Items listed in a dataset
• • • •

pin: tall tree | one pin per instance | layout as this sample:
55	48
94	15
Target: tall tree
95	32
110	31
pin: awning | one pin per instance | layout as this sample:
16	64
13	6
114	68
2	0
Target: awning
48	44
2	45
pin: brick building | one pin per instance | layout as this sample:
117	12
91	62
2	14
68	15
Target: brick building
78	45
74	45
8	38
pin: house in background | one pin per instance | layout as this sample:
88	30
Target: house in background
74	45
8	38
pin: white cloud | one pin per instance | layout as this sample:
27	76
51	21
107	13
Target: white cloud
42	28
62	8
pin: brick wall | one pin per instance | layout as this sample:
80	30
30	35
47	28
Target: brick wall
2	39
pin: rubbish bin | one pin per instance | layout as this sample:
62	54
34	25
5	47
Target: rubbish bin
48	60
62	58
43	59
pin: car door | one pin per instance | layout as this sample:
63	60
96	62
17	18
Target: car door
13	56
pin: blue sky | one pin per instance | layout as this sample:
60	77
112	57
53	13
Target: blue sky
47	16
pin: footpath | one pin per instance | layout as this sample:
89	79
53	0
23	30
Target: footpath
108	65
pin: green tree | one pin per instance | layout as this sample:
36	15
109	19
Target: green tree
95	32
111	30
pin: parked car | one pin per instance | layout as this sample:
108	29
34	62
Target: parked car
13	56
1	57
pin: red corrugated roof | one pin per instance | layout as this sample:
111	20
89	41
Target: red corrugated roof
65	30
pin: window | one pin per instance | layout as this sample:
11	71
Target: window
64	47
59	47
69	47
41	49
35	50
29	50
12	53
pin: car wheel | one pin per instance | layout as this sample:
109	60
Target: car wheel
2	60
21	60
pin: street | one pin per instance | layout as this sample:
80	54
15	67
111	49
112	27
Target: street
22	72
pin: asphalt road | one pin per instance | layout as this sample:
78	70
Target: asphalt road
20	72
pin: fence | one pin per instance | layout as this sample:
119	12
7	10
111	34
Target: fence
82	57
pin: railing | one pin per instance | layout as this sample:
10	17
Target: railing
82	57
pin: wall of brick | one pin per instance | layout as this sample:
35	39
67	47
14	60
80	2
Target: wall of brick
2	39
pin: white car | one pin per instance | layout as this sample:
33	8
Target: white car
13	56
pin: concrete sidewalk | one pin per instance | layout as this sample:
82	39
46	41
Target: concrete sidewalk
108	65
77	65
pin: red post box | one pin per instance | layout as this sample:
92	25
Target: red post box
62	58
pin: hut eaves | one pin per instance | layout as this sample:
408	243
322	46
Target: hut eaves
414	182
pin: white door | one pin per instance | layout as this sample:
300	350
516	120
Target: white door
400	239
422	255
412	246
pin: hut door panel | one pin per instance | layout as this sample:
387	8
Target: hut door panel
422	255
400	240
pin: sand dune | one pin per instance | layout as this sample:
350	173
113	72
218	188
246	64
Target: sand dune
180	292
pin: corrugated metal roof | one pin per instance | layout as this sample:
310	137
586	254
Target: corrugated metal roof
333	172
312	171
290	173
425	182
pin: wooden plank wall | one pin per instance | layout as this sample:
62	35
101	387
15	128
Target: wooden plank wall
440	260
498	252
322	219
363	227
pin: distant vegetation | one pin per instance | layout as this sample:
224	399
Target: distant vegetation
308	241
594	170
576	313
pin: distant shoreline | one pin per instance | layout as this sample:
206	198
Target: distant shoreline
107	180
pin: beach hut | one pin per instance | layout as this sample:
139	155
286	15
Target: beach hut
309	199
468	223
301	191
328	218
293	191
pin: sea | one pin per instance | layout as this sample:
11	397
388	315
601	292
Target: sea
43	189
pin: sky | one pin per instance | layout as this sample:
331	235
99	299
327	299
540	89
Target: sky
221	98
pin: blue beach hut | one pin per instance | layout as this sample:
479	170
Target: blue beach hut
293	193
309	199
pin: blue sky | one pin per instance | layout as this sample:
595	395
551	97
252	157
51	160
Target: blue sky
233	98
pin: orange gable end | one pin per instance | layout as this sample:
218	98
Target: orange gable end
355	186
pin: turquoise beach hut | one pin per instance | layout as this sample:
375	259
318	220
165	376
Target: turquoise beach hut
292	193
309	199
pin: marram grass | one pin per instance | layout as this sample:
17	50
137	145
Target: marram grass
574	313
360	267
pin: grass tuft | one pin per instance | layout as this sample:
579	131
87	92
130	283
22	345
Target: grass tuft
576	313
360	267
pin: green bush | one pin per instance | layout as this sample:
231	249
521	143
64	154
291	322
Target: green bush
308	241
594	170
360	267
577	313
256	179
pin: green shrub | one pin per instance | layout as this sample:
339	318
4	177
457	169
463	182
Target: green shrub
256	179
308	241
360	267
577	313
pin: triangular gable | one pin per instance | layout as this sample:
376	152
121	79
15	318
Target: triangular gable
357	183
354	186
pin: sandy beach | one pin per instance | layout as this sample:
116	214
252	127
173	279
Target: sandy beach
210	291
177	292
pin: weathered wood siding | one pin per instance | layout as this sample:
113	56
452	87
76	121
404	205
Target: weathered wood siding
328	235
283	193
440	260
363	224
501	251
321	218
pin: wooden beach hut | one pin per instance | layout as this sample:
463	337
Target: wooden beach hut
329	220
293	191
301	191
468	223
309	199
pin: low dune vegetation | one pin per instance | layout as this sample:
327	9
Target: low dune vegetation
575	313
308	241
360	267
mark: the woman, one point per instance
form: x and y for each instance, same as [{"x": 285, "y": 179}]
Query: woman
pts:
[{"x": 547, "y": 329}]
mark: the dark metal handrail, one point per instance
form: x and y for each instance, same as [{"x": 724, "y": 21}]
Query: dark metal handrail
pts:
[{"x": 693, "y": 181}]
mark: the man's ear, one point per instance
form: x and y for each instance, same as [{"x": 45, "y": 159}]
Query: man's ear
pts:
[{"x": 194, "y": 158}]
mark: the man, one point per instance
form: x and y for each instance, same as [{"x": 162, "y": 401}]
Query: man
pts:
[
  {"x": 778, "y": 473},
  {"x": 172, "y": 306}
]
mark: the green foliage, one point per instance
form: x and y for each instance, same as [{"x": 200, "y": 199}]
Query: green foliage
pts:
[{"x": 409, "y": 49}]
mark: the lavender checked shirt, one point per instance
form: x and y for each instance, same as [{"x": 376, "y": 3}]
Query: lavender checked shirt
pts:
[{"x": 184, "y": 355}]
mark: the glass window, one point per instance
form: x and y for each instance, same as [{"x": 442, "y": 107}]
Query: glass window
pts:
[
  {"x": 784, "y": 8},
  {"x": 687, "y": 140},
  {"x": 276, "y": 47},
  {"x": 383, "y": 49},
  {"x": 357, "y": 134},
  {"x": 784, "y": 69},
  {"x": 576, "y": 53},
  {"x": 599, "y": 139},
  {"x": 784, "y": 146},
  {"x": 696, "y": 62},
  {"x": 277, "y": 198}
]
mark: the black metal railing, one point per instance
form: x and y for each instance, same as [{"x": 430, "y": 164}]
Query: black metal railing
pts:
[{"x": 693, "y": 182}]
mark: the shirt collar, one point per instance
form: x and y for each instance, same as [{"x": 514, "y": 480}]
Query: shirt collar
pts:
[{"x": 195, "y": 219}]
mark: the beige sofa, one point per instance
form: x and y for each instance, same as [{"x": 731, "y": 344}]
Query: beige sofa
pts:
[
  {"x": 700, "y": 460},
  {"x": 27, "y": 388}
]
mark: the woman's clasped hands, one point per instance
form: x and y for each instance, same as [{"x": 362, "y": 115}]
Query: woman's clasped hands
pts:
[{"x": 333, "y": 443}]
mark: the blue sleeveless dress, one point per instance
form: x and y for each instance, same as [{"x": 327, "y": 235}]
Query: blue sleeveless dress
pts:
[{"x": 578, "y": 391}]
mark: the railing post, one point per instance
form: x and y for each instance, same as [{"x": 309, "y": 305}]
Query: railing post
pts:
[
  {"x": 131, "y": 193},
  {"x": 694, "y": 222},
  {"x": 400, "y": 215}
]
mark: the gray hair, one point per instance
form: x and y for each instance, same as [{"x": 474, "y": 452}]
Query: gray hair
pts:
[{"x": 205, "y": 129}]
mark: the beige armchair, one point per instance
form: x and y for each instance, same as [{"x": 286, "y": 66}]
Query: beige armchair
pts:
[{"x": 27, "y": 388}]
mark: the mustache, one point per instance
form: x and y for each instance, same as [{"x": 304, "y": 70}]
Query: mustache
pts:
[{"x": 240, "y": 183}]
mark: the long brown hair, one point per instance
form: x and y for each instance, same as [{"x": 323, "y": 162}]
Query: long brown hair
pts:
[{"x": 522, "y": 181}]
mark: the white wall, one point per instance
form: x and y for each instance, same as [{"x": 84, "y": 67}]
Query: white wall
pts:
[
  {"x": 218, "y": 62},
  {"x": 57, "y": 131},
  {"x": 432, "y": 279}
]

• • • •

» EXERCISE DESCRIPTION
The lines in the records above that include the word "checked" must be copied out.

» YOUR RESPONSE
mark: the lavender checked shirt, one point per instance
Query: lavender checked shirt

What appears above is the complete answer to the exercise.